Begin Text
Two additional issues might be considered:

1.  Correlated variables are still correlated after PCA or after tossing one of 
the variables so teasing apart separate effects of the two variables is not 
resolved (nor can it necessarily be resolved with the particular dataset at 
hand).

2.  The purpose for using PCA should be clear and determined to meet your 
objectives.  Just because you can do a PCA doesn't mean you should.  For 
example, if PCA is performed to obtain "uncorrelated" variables for a 
regression, then consider that the component explaining the most variation will 
not necessarily be a wonderful predictor.  The component explaining the least 
amount of variation might be the best predictor.  Performing PCA for a 
regression has always puzzled me because why would one think that doing 
something in complete isolation of the dependent variable would make for better 
predictors.  (Orthogonal and more numerically stable estimators of the 
coefficients, yes, but not necessarily coefficients of interest.)
End Text
# Parts of the exercise
1: Pick out every line in the entries below that contains the word "woman", matching upper and lower case exactly.
2: Write the next part of the post above about using PCA, picking up after its last sentence.
Begin Data shown
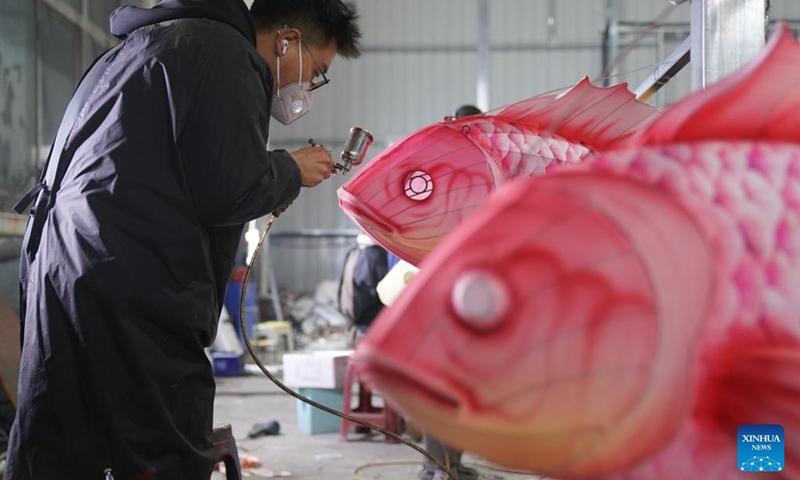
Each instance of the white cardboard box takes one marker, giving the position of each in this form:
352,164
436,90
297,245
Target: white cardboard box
322,369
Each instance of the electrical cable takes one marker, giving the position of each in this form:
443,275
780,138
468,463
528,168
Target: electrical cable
296,395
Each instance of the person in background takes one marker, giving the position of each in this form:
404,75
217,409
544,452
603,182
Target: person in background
128,252
365,265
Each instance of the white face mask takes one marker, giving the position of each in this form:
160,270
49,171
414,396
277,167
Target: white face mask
294,100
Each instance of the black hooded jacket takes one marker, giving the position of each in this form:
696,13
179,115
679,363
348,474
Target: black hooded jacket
167,161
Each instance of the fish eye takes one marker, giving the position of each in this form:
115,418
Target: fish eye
480,300
418,185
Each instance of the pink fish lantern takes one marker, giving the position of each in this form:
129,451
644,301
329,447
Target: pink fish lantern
622,320
418,190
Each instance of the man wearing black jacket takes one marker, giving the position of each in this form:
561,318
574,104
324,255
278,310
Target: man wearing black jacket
125,272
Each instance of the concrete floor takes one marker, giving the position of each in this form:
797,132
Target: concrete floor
244,401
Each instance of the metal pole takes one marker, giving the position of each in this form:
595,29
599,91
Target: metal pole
484,54
726,34
610,40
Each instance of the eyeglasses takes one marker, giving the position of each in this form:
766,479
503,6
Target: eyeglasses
316,82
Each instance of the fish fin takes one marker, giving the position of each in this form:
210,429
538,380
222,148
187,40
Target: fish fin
761,101
753,379
598,117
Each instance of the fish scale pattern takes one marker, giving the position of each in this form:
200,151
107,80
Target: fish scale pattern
746,196
524,151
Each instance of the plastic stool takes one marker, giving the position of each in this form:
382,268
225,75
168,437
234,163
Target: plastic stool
384,417
225,451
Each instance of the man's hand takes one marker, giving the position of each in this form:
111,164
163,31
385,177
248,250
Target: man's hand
315,164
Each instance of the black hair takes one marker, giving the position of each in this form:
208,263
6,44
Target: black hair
466,110
320,21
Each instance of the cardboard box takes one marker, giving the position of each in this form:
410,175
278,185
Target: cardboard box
323,369
311,420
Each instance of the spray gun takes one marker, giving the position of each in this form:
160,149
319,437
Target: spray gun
354,152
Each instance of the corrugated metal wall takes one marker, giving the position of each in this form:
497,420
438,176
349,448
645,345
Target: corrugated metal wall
421,62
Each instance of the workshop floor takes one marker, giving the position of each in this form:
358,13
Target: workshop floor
244,401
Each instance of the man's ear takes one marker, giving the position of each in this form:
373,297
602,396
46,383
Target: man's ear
284,39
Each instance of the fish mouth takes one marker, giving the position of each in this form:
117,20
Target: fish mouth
363,214
404,384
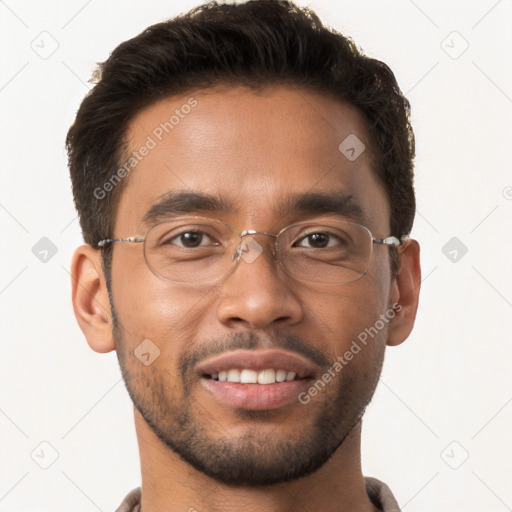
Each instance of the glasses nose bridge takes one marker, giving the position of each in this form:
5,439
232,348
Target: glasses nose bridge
252,232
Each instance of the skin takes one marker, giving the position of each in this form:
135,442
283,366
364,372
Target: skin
255,148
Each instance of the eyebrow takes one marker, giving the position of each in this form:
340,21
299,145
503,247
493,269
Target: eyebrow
178,203
340,204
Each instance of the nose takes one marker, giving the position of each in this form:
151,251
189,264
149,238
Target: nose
257,294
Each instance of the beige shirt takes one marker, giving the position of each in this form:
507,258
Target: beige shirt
379,493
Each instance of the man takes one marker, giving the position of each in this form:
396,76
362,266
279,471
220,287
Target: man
243,177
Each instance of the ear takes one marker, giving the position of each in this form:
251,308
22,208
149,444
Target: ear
90,298
405,292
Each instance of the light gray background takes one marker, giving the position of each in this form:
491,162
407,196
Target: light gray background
445,393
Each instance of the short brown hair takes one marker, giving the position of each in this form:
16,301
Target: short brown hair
255,43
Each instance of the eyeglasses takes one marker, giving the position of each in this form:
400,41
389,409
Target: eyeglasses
202,250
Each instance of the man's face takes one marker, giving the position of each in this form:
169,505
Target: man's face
256,151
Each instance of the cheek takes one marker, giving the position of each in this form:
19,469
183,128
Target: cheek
148,307
351,316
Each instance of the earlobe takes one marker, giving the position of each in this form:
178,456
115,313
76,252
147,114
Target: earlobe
90,299
405,292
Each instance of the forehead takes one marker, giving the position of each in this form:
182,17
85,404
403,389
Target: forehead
253,149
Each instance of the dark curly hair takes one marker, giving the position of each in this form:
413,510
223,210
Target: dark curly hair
256,43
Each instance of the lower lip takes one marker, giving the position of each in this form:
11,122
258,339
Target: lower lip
256,397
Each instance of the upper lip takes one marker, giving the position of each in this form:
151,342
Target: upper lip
258,360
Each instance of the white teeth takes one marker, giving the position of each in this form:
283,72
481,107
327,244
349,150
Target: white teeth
234,375
280,375
267,376
248,377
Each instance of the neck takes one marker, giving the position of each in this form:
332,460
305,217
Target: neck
170,484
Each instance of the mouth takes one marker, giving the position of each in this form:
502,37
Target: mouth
256,380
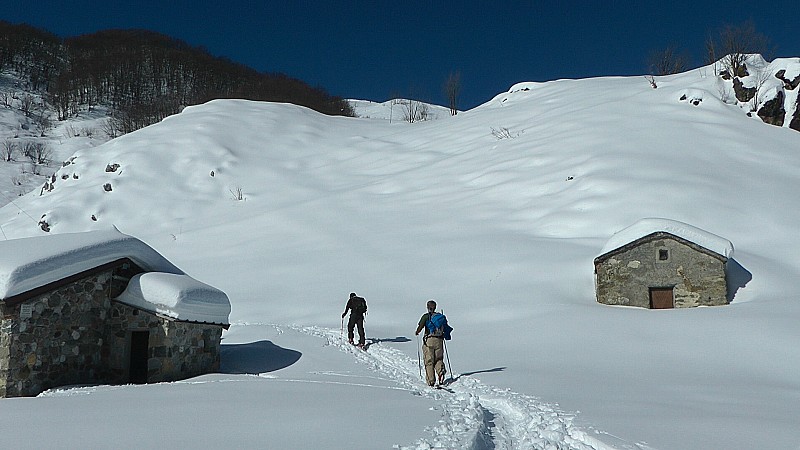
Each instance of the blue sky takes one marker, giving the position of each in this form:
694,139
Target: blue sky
377,49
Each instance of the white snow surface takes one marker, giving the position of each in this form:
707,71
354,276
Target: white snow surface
497,213
178,296
648,226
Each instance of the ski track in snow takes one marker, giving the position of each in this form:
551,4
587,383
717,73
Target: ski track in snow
475,416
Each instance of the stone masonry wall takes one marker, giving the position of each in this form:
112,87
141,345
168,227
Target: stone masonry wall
177,350
697,278
77,335
60,343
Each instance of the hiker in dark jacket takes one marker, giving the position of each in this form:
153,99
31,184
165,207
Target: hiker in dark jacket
432,349
357,307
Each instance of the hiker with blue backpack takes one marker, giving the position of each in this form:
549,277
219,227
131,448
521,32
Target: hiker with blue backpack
436,331
357,307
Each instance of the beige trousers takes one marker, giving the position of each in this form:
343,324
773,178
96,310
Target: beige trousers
433,354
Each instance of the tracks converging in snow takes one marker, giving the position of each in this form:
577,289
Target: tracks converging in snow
475,416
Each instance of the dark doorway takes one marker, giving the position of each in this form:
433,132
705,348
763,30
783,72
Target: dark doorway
140,344
661,298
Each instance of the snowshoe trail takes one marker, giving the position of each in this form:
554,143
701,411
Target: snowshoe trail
476,416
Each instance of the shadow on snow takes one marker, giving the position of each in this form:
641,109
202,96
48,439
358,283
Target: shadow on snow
255,357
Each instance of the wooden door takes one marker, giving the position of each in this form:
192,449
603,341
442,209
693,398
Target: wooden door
661,298
140,345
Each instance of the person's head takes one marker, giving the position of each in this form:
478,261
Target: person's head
431,305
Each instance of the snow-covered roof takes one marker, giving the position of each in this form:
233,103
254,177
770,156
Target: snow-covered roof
648,226
29,263
180,297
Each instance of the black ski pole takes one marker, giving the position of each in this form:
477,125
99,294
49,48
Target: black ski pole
447,355
419,361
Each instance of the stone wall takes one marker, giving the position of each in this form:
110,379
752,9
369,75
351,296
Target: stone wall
697,276
177,350
76,334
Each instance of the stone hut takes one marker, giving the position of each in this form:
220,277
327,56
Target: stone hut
101,308
662,263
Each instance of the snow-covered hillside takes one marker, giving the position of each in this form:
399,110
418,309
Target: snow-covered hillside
497,213
20,174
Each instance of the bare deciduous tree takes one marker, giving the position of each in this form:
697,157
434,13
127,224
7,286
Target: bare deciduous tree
42,122
452,89
38,152
761,78
734,44
26,104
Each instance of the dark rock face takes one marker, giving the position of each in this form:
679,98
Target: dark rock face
787,84
795,123
743,94
772,112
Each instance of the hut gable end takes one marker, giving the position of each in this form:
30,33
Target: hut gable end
101,308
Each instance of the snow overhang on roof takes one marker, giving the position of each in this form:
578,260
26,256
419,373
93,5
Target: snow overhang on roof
177,296
33,262
30,263
648,226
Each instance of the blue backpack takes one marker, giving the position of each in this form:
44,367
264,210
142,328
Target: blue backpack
437,326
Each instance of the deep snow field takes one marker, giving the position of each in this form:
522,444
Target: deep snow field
497,213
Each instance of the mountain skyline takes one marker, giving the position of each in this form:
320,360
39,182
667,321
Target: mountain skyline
381,50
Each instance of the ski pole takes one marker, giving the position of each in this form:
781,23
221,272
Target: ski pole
419,361
447,355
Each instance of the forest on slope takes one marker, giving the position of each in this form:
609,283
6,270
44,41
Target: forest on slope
141,75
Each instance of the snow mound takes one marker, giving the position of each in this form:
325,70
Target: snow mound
33,262
29,263
648,226
178,296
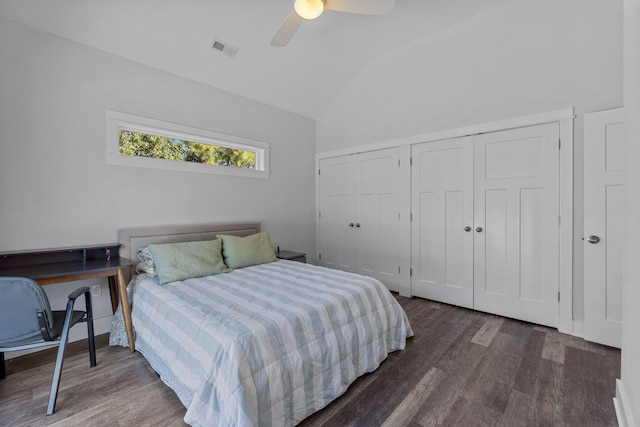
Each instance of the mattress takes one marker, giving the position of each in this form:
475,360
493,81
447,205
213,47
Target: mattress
266,345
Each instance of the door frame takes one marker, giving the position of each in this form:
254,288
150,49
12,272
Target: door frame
565,118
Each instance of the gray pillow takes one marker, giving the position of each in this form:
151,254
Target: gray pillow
180,261
246,251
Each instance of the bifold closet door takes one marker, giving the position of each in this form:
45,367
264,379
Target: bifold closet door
337,188
604,225
377,218
359,214
516,229
442,207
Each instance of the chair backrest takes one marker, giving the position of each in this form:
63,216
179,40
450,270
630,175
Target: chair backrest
20,301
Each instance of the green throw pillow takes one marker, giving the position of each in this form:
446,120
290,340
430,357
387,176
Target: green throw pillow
245,251
180,261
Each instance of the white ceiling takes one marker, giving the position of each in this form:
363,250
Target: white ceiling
303,77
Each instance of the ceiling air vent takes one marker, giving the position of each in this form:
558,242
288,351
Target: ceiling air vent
224,48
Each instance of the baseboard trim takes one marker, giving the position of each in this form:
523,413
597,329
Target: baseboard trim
622,406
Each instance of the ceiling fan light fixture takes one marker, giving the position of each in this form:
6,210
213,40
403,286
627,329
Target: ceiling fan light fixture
308,9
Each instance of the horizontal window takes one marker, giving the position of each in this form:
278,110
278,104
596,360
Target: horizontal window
143,142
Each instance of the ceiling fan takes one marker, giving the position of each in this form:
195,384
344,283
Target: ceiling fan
311,9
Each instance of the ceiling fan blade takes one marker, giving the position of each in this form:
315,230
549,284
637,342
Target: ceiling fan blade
287,30
364,7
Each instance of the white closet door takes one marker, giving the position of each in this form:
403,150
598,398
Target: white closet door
336,240
377,217
516,203
604,209
442,206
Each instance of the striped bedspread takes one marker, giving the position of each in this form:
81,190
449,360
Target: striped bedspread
266,345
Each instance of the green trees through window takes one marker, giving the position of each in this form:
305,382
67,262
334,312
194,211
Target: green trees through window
160,147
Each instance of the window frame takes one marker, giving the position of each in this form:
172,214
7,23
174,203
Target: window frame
117,121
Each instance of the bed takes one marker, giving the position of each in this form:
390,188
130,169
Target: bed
261,345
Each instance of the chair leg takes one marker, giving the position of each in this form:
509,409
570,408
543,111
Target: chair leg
90,335
62,346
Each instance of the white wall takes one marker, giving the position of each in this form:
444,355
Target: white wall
628,390
57,190
520,58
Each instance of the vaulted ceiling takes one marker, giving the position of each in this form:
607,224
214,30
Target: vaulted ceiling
176,36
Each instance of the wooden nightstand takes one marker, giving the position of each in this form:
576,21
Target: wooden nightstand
292,256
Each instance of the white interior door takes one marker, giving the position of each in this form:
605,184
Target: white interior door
442,206
516,203
604,210
337,210
377,217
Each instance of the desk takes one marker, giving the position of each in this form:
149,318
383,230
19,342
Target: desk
59,265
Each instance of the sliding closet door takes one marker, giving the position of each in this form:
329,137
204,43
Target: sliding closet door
442,207
336,240
377,220
516,203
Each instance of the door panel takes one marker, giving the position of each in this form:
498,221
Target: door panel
337,209
442,197
377,213
359,215
516,204
604,205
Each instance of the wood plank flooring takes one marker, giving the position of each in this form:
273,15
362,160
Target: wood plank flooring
462,368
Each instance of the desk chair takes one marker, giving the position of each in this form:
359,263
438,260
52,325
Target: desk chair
27,321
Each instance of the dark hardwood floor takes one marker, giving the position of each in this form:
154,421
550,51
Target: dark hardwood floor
462,368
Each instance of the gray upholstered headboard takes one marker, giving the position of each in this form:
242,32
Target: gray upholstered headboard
134,238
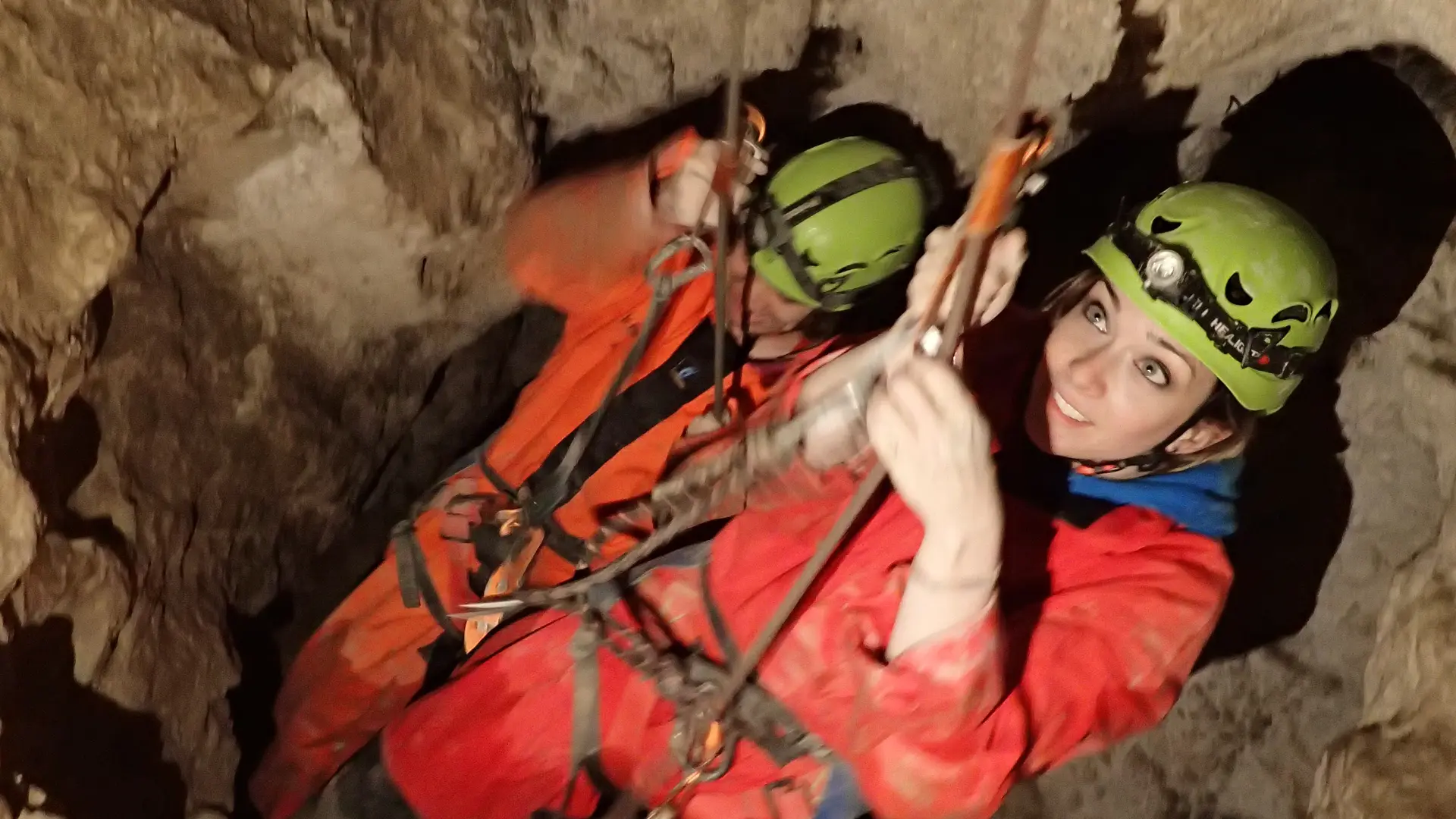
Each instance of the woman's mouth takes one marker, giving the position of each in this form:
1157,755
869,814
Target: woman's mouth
End Data shown
# Outputs by task
1:
Each instance of the woman's mouth takes one marker, giving the position of each in this form:
Target: woman's mouth

2:
Jim

-----Original Message-----
From: r-sig-ecology-boun...@r-project.org 
[mailto:r-sig-ecology-boun...@r-project.org] On Behalf Of Chris Howden
Sent: Tuesday, March 05, 2013 10:45 PM
To: 张勇; r-sig-ecology@r-project.org
Subject: Re: [R-sig-eco] Should one remove highly correlated variables before 
doing PCA??

Hi Yong,

PCA is a way to deal with highly correlated variables, so there is no need to 
remove them.

If N variables are highly correlated than they will all load out on the SAME 
Principal Component (Eigenvector), not different ones. This is how you identify 
them as being highly correlated. If you were to do further analysis U can then 
either:

1) Use the PCA, and interpret it according to what variables load out on it
2) Choose one of the highly correlated variables as identified as those that 
all load onto the same variable and analyse only it.

Most people if using PCA would use option 1)

A bit more detail.

Many methods have a hard time dealing with multicollinearity, which is when 
there are a number of variables that are highly correlated (I suggest U Google 
it). Before analysis this is usually dealt with in one of 2 ways:
1) Use PCA to get a set of orthogonal i.e. not correlated, variables and 
analyse them
2) Use correlation co-efficients to determine which variables are highly 
correlated and use only 1 in the analysis. A cut off for highly correlated is 
often 0.8.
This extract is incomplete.